-- START --
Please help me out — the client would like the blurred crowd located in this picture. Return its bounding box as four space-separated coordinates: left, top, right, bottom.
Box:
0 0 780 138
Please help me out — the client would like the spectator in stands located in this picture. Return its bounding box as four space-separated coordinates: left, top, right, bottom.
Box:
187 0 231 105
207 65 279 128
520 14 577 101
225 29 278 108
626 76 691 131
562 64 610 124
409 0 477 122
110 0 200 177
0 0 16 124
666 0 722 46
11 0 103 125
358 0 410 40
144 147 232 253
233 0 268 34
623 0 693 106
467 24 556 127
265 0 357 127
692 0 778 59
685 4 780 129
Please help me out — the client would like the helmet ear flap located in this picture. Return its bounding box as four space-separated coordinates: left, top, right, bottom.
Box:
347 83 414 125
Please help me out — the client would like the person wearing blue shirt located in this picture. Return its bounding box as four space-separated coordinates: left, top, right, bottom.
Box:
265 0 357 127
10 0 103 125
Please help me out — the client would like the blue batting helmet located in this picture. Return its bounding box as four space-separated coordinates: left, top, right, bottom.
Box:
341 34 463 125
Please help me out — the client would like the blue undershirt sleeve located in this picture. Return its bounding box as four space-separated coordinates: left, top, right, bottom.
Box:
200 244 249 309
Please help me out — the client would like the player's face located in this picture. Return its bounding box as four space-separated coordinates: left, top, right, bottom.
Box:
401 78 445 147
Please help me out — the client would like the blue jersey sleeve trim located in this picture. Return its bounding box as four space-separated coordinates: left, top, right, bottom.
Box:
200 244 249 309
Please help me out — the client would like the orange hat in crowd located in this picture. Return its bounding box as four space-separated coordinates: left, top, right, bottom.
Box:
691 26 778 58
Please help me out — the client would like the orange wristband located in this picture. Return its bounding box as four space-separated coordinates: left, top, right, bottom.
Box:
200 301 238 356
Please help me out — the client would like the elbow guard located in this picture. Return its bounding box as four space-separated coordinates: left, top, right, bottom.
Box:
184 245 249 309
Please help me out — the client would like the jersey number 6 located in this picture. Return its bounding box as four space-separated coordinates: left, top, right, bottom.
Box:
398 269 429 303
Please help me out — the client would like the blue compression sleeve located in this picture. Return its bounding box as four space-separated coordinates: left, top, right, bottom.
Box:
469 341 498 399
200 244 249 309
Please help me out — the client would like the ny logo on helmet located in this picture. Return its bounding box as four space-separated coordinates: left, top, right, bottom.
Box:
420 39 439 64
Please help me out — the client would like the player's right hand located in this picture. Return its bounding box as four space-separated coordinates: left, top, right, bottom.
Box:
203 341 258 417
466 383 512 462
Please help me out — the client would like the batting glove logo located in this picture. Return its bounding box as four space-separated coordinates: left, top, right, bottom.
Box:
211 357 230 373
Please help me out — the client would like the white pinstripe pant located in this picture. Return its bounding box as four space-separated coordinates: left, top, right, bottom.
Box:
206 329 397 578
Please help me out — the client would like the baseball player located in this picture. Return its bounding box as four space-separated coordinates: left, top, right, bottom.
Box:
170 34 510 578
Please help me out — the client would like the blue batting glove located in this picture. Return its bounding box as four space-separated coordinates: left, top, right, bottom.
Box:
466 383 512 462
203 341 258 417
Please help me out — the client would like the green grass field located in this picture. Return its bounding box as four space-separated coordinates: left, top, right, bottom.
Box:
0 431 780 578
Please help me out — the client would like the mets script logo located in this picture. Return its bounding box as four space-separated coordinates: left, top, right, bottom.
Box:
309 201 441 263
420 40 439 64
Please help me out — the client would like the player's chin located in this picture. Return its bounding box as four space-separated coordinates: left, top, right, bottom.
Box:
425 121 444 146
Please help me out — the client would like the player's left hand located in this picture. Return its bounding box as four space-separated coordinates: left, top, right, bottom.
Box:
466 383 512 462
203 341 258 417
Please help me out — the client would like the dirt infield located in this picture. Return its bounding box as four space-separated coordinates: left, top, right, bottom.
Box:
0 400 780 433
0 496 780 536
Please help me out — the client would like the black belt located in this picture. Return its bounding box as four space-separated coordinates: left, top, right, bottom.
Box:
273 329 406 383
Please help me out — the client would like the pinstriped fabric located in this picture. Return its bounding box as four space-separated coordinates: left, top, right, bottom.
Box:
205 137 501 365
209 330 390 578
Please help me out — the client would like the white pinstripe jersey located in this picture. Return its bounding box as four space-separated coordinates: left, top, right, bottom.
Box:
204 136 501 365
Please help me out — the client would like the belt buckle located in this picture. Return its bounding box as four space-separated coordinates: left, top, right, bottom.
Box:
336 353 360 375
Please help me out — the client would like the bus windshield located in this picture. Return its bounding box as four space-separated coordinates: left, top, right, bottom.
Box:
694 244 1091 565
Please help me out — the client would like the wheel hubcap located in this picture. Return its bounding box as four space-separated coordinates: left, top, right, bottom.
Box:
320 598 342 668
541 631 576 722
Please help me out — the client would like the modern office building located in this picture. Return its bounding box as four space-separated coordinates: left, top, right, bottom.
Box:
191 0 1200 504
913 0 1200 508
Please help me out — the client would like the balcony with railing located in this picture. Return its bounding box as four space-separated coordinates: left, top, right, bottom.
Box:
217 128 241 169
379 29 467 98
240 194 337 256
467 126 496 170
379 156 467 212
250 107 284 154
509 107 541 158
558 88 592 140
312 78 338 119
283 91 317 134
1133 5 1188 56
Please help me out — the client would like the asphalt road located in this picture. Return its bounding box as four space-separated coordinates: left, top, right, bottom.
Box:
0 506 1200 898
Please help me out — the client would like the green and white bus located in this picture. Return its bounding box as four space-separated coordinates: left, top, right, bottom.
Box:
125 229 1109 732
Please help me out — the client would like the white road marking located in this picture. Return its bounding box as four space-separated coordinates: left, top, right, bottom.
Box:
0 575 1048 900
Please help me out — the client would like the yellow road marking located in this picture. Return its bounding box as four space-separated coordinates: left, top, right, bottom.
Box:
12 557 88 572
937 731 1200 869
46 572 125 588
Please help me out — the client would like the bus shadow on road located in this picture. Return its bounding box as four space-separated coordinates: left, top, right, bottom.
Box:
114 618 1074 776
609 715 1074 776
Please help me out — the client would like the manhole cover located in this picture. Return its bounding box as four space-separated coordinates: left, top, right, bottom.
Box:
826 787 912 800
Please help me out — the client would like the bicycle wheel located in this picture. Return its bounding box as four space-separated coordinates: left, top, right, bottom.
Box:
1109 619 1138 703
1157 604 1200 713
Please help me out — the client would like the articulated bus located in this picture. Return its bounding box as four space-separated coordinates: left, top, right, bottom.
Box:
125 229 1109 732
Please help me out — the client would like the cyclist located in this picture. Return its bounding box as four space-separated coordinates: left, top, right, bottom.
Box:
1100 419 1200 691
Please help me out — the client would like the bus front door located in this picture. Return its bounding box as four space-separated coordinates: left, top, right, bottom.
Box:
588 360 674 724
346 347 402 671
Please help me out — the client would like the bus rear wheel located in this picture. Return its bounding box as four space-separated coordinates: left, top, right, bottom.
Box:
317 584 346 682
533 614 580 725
-- END --
Rewrite all of the material above, putting "the team" in place of "the client" each time it occurs and leaving everything else as it is.

Please help me out — the team would like the blurred crowd located in this picture. Return its bounding box as four space-separated coordinates: left, top, right, bottom.
Box:
0 0 780 138
Please help me out — the team would like the spectator in stands located in this picture. Return its bounding box as four space-separated coordinates: left, top, right, bottom.
Box:
187 0 231 105
207 65 279 128
520 14 577 101
225 29 278 108
626 76 691 131
562 64 610 124
409 0 477 122
110 0 200 177
0 0 16 124
666 0 722 46
11 0 103 125
358 0 410 40
144 147 232 253
233 0 268 34
623 0 693 106
467 24 556 127
265 0 357 127
692 0 778 59
685 4 780 129
Please help me out — the team would like the helmet ear flap located in this picture. Return its bounding box as four space-separated coordinates: left, top, right, bottom.
Box:
347 83 414 125
Please help me out — the team would like the person wearing blue shirt located in this picture. Return its bounding box as four space-separated coordinates: left, top, right, bottom.
Box:
265 0 357 127
10 0 103 125
Please help me out — the team would like the blue batting helmet located in this picture. Return its bounding box as four space-separated coordinates: left, top, right, bottom.
Box:
341 34 463 125
Please help me out — the team would like the blue undershirt sleeve located in this picture. Return its bounding box as four space-separated coordinates: left, top, right, bottom.
Box:
200 244 249 309
Please help me out — the team would like the player's face located in this picture. Return its bounding box as four space-separated coordinates: left, top, right, bottom.
Box:
401 78 445 147
Please help me out — the team would like the blue jersey sleeve trim located in this picture. Return its bounding box as four space-separated coordinates: left, top, right, bottom.
Box:
200 244 249 309
Please help me out — the team would like the orange hat in crowd located in this picture. Return its bounding box as four space-separated coordinates: left, top, right, bottom.
Box:
691 26 778 58
Please help me out — the team would like the orange wristband located in this picture. Return its bounding box as four space-separated coordinates: left, top, right, bottom.
Box:
200 301 238 356
Please help me out — the team would like the elbow guard located in this picture. Return its bounding box as four space-separated coordinates: left, top, right, bottom.
Box:
184 245 249 309
Please help me out — the team would like the jersey number 6 located in this picture. Return its bounding box as four space-separated coordinates: left, top, right, bottom.
Box:
398 269 429 303
Please help me out — the team would like the blue compression sleeve located in this picture. Return its bounding box as four space-separated coordinates: left, top, right, bottom.
Box:
469 341 498 399
200 244 249 309
Please help me out — the team would like the ny logo on helmet located in this picture. Return its bounding box as four space-separated coordinates: left, top, right, bottom.
Box:
420 39 439 64
Please help me out — the team would like the player's right hand located in this picture. Return its bounding box as four space-separated coordinates: left, top, right, bottom.
Box:
203 341 258 417
466 383 512 462
Please help me out — the team would like the batting glove logo located in this picture. Return its bounding box as four space-separated coordinates: left, top, right, bottom.
Box:
211 357 230 373
Please help me out — the team would like the white pinstripe pant located in this picture. Return its bounding box as four space-separated coordinates: left, top, right, bottom.
Box:
206 329 397 578
Please help me out — the team would like the baseball player located in this picture. Return its bounding box as four space-separated coordinates: left, top, right, bottom.
Box:
170 34 510 578
Please help me out — the team would like the blue batting glove located in this picture. Return its bounding box as four space-separated coordinates: left, top, right, bottom.
Box:
466 383 512 462
203 341 258 417
Please help me out — the team would like the green grass field located in this picture. Return its bounding box as four space-separated coordinates: left, top, right, bottom.
Box:
0 431 780 578
Please help me out — the team would like the mets script logo located in this picture. Return its bounding box as four space-separated coordinates: left, top, right, bottom.
Box:
309 201 441 263
420 40 439 64
Please help me out — the team would like the player's chin located in this picture. Return its bounding box as four space-separated coordinates: left, top, right, bottom.
Box:
425 121 444 146
Please help me out — the team would like the player's left hand located in this picture. Return its bounding box as four space-separated coordinates: left, top, right, bottom.
Box:
466 383 512 462
203 341 258 417
Please help me out — the team would like the dirt infield located in this picture. Return its bounding box as four space-separated coordinates: left, top, right, bottom.
Box:
0 400 780 433
0 496 780 536
Please help me out — the team would like the black belt located in this picture. Return its bounding box as four space-separated coordinates: left, top, right, bottom.
Box:
273 329 406 383
Please help me out — the team would like the pinstriped fabric located in this picture. Return its bounding box as four space-separated coordinates: left, top, right, bottom.
Box:
205 137 501 365
209 330 390 578
Please help me out — the team would like the white pinstripe jersey located in this picture. Return its bounding box as four space-separated coordinates: left, top, right, bottom.
Box:
204 136 501 365
Please help me out — the team would like the belt buckle located in this picture. Return its bounding box as four space-separated coordinates: left, top, right, bottom.
Box:
336 353 360 375
Please help me out — the team would like the bus windshield located in this picture. Return its bounding box as four space-separated coordinates: left, top, right, bottom.
Box:
694 244 1091 565
Please help me out — the team would like the wheel hubcap located in this picture. Return its bounding box as four space-separated coordinates: left, top, right, bottom.
Box:
320 598 342 668
541 631 576 722
Please help me out — the team would like the modern office building located in this picture. Return its bounding box as four space-separated coordinates: left, top, right, bottom.
Box:
191 0 1200 504
913 0 1200 508
Please help me out — the team would like the balcony with railing located in this picture. Return its bounding box as four space-separated coordinates: left, top, right, bottom.
Box:
217 128 241 169
379 29 467 98
240 194 337 256
467 126 496 170
379 156 467 212
250 107 284 154
509 107 541 158
558 88 592 140
312 78 338 119
283 91 317 134
1133 5 1188 56
Please help me out — the team would like the asphalt road located in this picture. Return its bounding box as four space-separated coordinates: left, top, right, bottom.
Box:
0 506 1200 898
Please help me out — the team would like the green and white bus located in this picture. Return its bounding box as four space-separated coordinates: left, top, right, bottom.
Box:
125 229 1109 732
Please help me out — the team would like the white road marking located in this picture. Return its bounding box as four space-separated coordinates: left, top, right, bottom.
Box:
0 575 1048 900
Please help me out — the team would like the yellow road marking located in this picture. Return its bounding box as four space-separated coordinates: left, top, right, bottom.
Box:
12 557 88 572
937 731 1200 869
46 572 125 588
Please help me out — the team would like the bus shadow on road located in this picture. Return its bounding box as four space-separated coordinates: left, top, right, bottom.
Box:
114 618 1074 776
609 715 1074 776
Please help me out — the team would like the manhole cover located in this picture. Return its bounding box as four space-separated coordinates: left, top, right, bottom.
Box:
826 787 912 800
Please help me out — the team would like the bicycle wheel located in this picture. Return its bounding box as four space-separated coordinates: left, top, right, bottom.
Box:
1109 619 1138 703
1157 604 1200 713
Please help me out — the team would like the articulated bus located in this picture. Return its bounding box as four space-separated coordinates: left, top, right, bottom.
Box:
125 229 1109 732
Please help me out — the team would like the cyclist located in this picture. Return its bounding box as four space-separated coordinates: left, top, right, bottom.
Box:
1100 419 1200 691
Please help me out — the team would like the bus front door located in this picture. Return its bounding box as four space-separated coordinates: left, top, right, bottom.
Box:
588 360 674 724
346 347 402 671
Please help me out — the team would like the bus rear wheel located in this picture. Return its bounding box as four space-separated coordinates: left, top, right, bottom.
Box:
317 584 346 682
533 614 580 725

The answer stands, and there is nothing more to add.